• What you will do
In your answer, every line of the records should be written out exactly.

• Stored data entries
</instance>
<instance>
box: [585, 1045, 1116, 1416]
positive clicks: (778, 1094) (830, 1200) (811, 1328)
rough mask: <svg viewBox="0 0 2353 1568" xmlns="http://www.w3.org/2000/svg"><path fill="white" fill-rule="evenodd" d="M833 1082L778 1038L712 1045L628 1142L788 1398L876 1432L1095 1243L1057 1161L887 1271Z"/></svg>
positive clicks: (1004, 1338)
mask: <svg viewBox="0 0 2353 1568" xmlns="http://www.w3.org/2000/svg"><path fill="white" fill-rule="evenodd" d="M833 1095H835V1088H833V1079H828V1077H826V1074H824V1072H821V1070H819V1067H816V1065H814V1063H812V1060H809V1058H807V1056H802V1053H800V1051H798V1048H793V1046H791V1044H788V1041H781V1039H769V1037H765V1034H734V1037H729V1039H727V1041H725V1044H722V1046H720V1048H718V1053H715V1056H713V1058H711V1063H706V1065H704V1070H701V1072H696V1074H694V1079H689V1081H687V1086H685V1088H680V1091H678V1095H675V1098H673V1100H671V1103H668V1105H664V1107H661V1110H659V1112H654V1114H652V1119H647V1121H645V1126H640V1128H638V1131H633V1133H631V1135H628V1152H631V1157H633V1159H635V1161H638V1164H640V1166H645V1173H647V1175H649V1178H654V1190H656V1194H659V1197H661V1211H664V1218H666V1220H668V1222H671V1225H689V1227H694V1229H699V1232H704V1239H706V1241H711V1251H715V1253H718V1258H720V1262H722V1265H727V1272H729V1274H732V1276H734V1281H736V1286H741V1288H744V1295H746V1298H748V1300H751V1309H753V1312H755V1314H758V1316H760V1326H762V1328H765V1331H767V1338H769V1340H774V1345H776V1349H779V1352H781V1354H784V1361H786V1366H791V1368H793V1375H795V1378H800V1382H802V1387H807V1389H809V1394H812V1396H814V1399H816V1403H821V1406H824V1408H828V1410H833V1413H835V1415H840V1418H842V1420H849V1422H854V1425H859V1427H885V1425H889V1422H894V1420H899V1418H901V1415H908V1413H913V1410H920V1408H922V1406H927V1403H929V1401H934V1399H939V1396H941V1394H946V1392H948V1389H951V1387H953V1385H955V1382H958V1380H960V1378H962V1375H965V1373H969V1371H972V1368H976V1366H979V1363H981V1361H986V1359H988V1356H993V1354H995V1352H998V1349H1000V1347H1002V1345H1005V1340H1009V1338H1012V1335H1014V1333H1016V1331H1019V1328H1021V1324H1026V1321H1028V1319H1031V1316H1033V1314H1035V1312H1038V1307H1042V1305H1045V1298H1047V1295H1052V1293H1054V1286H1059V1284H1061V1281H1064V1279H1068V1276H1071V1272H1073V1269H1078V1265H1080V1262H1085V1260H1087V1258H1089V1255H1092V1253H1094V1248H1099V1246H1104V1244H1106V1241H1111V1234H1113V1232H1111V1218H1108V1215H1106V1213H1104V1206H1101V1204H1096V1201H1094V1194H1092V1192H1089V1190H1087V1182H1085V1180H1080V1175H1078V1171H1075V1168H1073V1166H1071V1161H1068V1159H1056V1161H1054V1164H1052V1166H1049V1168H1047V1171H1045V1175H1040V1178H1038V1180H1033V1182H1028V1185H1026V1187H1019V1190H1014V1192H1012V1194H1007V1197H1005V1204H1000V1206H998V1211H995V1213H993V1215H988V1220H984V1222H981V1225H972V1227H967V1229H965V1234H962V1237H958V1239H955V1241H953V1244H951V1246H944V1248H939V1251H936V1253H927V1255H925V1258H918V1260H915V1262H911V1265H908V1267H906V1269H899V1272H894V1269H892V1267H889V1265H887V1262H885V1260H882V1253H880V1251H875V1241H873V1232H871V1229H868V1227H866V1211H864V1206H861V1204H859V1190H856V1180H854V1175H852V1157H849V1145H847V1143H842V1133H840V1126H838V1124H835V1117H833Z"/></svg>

• Response to the task
</instance>
<instance>
box: [585, 1045, 1116, 1416]
positive clicks: (778, 1094) (830, 1200) (811, 1328)
rough mask: <svg viewBox="0 0 2353 1568" xmlns="http://www.w3.org/2000/svg"><path fill="white" fill-rule="evenodd" d="M833 1082L778 1038L712 1045L628 1142L788 1398L876 1432L1095 1243L1057 1161L887 1271Z"/></svg>
positive clicks: (1004, 1338)
mask: <svg viewBox="0 0 2353 1568" xmlns="http://www.w3.org/2000/svg"><path fill="white" fill-rule="evenodd" d="M833 1095H835V1088H833V1079H828V1077H826V1074H824V1072H821V1070H819V1067H816V1065H814V1063H812V1060H809V1058H807V1056H802V1053H800V1051H798V1048H793V1046H791V1044H788V1041H781V1039H769V1037H765V1034H734V1037H729V1039H727V1041H725V1044H722V1046H720V1048H718V1053H715V1056H713V1058H711V1063H706V1065H704V1070H701V1072H696V1074H694V1079H689V1081H687V1086H685V1088H680V1091H678V1095H675V1098H673V1100H671V1103H668V1105H664V1107H661V1110H659V1112H654V1114H652V1119H647V1121H645V1126H640V1128H638V1131H633V1133H631V1135H628V1152H631V1157H633V1159H635V1161H638V1164H640V1166H645V1173H647V1175H649V1178H654V1190H656V1194H659V1197H661V1211H664V1218H666V1220H668V1222H671V1225H689V1227H694V1229H699V1232H704V1239H706V1241H711V1251H715V1253H718V1258H720V1262H722V1265H727V1272H729V1274H732V1276H734V1281H736V1286H741V1288H744V1295H746V1298H748V1300H751V1309H753V1312H755V1314H758V1316H760V1326H762V1328H765V1331H767V1338H769V1340H774V1345H776V1349H779V1352H781V1354H784V1361H786V1366H791V1368H793V1375H795V1378H800V1382H802V1387H807V1389H809V1394H812V1396H814V1399H816V1403H821V1406H824V1408H828V1410H833V1413H835V1415H840V1418H842V1420H849V1422H854V1425H859V1427H885V1425H889V1422H894V1420H899V1418H901V1415H908V1413H913V1410H920V1408H922V1406H927V1403H929V1401H934V1399H939V1396H941V1394H946V1392H948V1389H951V1387H953V1385H955V1382H958V1380H960V1378H962V1375H965V1373H969V1371H972V1368H976V1366H979V1363H981V1361H986V1359H988V1356H993V1354H995V1352H998V1349H1000V1347H1002V1345H1005V1340H1009V1338H1012V1335H1014V1333H1016V1331H1019V1328H1021V1324H1026V1321H1028V1319H1031V1316H1033V1314H1035V1312H1038V1307H1042V1305H1045V1298H1047V1295H1052V1293H1054V1286H1059V1284H1061V1281H1064V1279H1068V1276H1071V1272H1073V1269H1078V1265H1080V1262H1085V1260H1087V1258H1089V1255H1092V1253H1094V1248H1099V1246H1104V1244H1106V1241H1111V1234H1113V1232H1111V1218H1108V1215H1106V1213H1104V1206H1101V1204H1096V1201H1094V1194H1092V1192H1089V1190H1087V1182H1085V1180H1080V1175H1078V1171H1075V1168H1073V1166H1071V1161H1068V1159H1056V1161H1054V1164H1052V1166H1049V1168H1047V1171H1045V1175H1040V1178H1038V1180H1033V1182H1028V1185H1026V1187H1019V1190H1014V1192H1012V1194H1007V1197H1005V1204H1000V1206H998V1211H995V1213H993V1215H988V1220H984V1222H981V1225H972V1227H967V1229H965V1234H962V1237H958V1239H955V1241H953V1244H951V1246H944V1248H939V1251H936V1253H927V1255H925V1258H918V1260H915V1262H911V1265H908V1267H906V1269H899V1272H894V1269H892V1267H889V1265H887V1262H885V1260H882V1253H880V1251H875V1241H873V1232H871V1229H868V1227H866V1211H864V1206H861V1204H859V1190H856V1180H854V1175H852V1157H849V1145H847V1143H842V1133H840V1126H838V1124H835V1117H833Z"/></svg>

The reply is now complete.